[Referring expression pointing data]
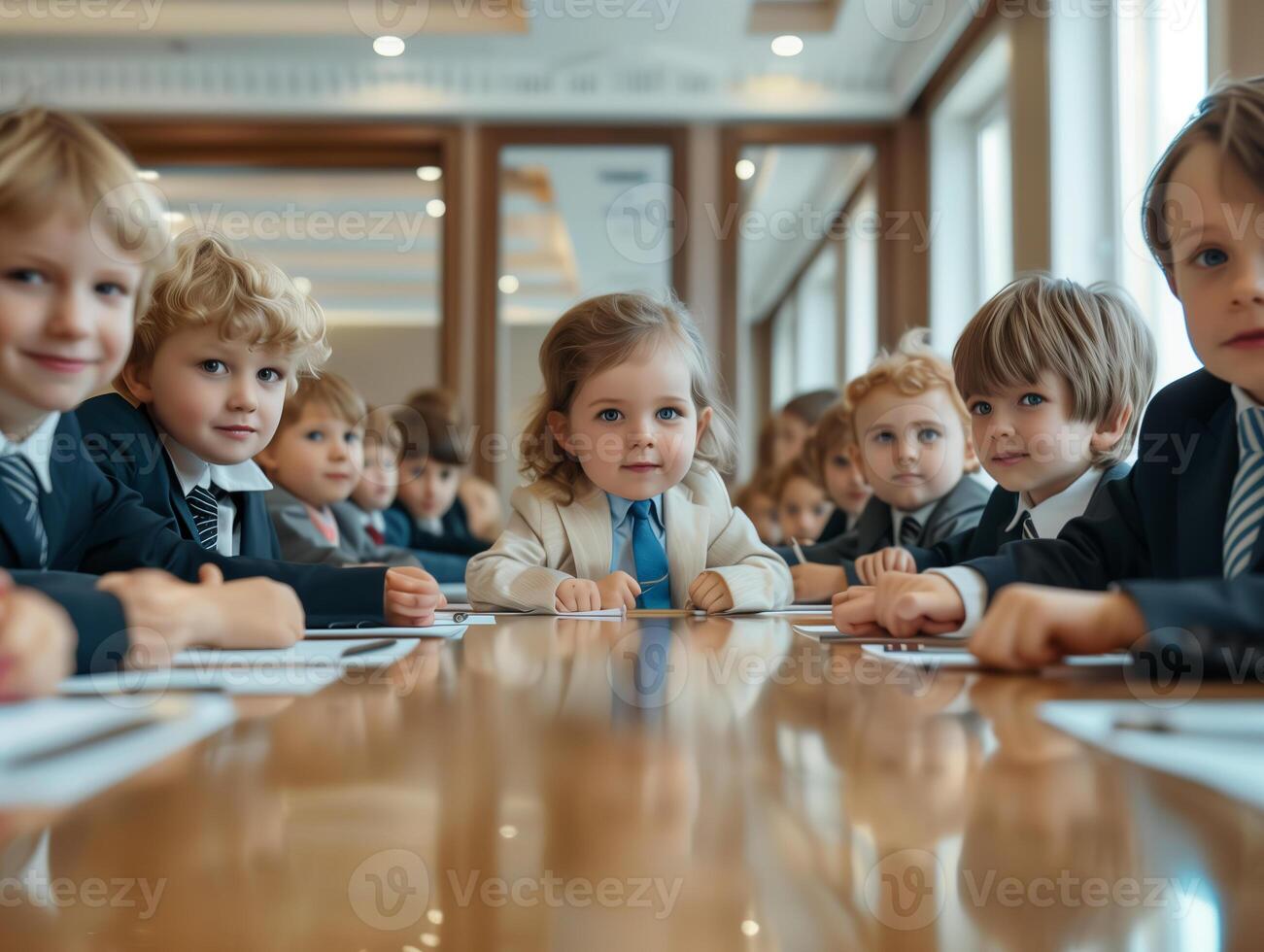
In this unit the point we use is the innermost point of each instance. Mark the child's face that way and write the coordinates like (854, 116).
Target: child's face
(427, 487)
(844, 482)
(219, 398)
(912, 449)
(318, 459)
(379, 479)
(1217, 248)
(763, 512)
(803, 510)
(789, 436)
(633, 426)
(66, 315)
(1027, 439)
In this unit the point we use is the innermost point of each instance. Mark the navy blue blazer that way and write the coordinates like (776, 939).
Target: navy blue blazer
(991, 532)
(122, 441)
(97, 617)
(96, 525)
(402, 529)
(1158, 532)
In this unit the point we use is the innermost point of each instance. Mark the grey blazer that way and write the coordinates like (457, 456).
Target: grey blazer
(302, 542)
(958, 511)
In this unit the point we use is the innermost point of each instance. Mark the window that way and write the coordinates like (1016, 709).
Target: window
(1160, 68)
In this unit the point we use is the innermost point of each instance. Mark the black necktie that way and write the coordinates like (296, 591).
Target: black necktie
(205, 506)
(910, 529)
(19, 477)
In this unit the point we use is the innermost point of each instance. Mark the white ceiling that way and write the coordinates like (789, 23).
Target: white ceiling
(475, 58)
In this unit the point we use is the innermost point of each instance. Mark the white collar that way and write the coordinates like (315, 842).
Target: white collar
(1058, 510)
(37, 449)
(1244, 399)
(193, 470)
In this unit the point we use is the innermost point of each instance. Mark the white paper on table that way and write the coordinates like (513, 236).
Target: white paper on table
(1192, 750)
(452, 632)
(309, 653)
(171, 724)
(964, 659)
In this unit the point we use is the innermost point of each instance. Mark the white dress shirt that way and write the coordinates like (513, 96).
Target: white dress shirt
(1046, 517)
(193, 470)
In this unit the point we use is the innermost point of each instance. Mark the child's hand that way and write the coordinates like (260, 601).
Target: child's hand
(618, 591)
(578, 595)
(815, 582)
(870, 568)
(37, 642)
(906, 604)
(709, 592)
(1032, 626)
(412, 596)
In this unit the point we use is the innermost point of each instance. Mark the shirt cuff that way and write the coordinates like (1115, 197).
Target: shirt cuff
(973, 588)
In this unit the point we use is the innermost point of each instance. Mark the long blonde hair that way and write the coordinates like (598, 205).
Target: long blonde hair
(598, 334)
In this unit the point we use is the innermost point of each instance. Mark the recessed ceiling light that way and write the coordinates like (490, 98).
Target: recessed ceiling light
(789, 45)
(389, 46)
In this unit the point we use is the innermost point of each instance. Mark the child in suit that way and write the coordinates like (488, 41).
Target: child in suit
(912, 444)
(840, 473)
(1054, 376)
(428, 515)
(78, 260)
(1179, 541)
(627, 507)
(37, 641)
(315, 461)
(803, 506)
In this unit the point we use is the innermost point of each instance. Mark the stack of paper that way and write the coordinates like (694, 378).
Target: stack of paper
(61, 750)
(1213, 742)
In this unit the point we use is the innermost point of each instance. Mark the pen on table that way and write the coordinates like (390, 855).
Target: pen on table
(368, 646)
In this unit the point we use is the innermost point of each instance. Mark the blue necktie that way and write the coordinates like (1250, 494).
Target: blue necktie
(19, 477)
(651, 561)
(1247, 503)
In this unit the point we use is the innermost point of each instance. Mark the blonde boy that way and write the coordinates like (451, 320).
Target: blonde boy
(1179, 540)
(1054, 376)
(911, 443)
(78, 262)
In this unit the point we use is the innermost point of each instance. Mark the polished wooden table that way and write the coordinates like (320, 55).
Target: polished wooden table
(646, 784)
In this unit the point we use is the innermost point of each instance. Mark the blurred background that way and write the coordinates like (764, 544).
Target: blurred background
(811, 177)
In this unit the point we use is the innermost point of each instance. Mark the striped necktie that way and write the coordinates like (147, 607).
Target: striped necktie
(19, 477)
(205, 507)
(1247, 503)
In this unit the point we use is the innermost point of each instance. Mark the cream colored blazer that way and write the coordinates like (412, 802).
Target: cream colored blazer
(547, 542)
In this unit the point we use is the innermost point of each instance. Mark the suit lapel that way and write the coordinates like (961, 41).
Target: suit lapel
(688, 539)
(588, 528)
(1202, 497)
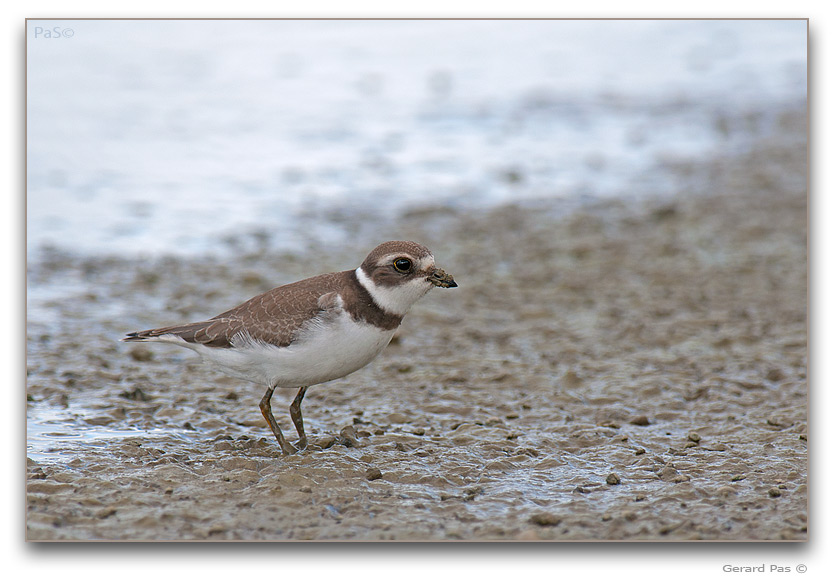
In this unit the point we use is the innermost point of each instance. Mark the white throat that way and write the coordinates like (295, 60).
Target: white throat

• **Exercise objective**: The expected output is every entry, retyped exactly, with all pictures removed.

• **Result**:
In this unit the point we use is the innermost point of each instance. Mark the child's face that way and write the coordinates like (854, 116).
Target: child's face
(427, 487)
(844, 482)
(219, 398)
(912, 449)
(318, 459)
(379, 479)
(1217, 248)
(763, 512)
(803, 510)
(789, 436)
(633, 426)
(66, 315)
(1027, 439)
In this unit the point we use is the innermost point of each instance. Mark the navy blue blazer that way and write the coordinates like (776, 939).
Target: navy blue blazer
(991, 532)
(122, 441)
(97, 617)
(96, 525)
(402, 529)
(1158, 532)
In this unit the point we use is the innermost point of each instance. Mark the grey blazer that way and write the coordinates like (457, 456).
Target: grey blazer
(302, 542)
(958, 511)
In this unit the point we use is the innermost point of each instance. Mark the window that way and write the coordinates like (1016, 709).
Target: window
(1160, 68)
In this unit the point we use is the innermost point of each instance. Mark the black necktie that way and write the coordinates like (296, 591).
Target: black necktie
(205, 506)
(910, 529)
(19, 477)
In this unit the point we use is the innermost point of each instance. Mark the white ceiling that way and write the coordinates like (789, 23).
Target: white ceiling
(475, 58)
In this unit the point we use is the innermost point of each instance. Mark the white collar that way and write the coordinates like (315, 842).
Target: white collar
(1058, 510)
(37, 449)
(1244, 399)
(193, 470)
In this unit the point we use is the innermost point of each instance. Mark the white paper on table that way and write the coordinates like (513, 236).
Target: white paper on table
(1192, 750)
(452, 632)
(309, 653)
(171, 724)
(964, 659)
In this unit the point we use is the innermost point of each instance. Mark the white dress shirt that way and write the coordinates like (513, 96).
Target: white dress shirt
(1046, 517)
(193, 470)
In this unit the point we use is the innermost point of each instance. Mark the child's hand that way and write the coordinates like (260, 601).
Target: child's hand
(618, 591)
(578, 595)
(815, 582)
(870, 568)
(37, 642)
(906, 604)
(709, 592)
(1032, 626)
(412, 596)
In this unit the point we use is the innermost point of each instance. Mark the shirt cuff that way and write the coordinates like (1115, 197).
Target: shirt cuff
(973, 588)
In this unit the point we use is the innermost point of each instance. Mark the long blonde hair that way and write the coordinates like (598, 205).
Target: long blonde hair
(598, 334)
In this unit the point we use is the innermost point of each instance. Mark the recessed ceiling light that way and write the coordinates like (490, 98).
Target: recessed ceiling light
(789, 45)
(389, 46)
In this unit the point we use is the innermost point of each instance. Mark the child in suit that way and write the coordinates like (488, 41).
Target: child in suit
(912, 444)
(840, 473)
(1054, 376)
(428, 515)
(78, 260)
(1179, 541)
(627, 507)
(37, 641)
(315, 461)
(803, 506)
In this unit the point we use is the innermost point of each instance. Mark the stack of paper that way and write the coordinates like (694, 378).
Target: stack of paper
(61, 750)
(1213, 742)
In this unit the point we use is the innermost point of each instance. Mark the pen on table that way and write the coordinates like (390, 855).
Target: pen on table
(368, 646)
In this unit the point we use is the innermost point of each instance. Mark the blue necktie that way and write the coordinates like (1250, 494).
Target: blue necktie
(19, 477)
(651, 561)
(1247, 503)
In this unit the point we use is the innermost point of each instance. Mark the blonde boy that way and write the coordinates like (451, 320).
Target: blonde boy
(1179, 540)
(1054, 376)
(911, 443)
(78, 262)
In this unit the point we use is the innermost point of each instance. Mark the polished wooden table that way and write the coordinates like (320, 55).
Target: polished wooden table
(646, 784)
In this unit the point we use is the innermost point of each instance. Mark the blurred background that way and write the coordinates like (764, 544).
Target: blurred background
(811, 177)
In this unit the point we use is the innermost point of each instance. Mark the striped necktie that way and write the coordinates like (147, 607).
Target: striped necktie
(19, 477)
(205, 507)
(1247, 503)
In this unit the point we use is the innermost point of each instance. Mark the cream colored blazer that way and write the coordinates like (412, 802).
Target: cream colored blazer
(547, 542)
In this unit the point we use is the innermost point of each instance. Mark the suit lapel that way and write the coordinates like (961, 41).
Target: suit lapel
(688, 539)
(588, 528)
(1202, 497)
In this unit the point we use is the innermost point of each instance. Mark the white throat that way and write the coordinates like (295, 60).
Target: white throat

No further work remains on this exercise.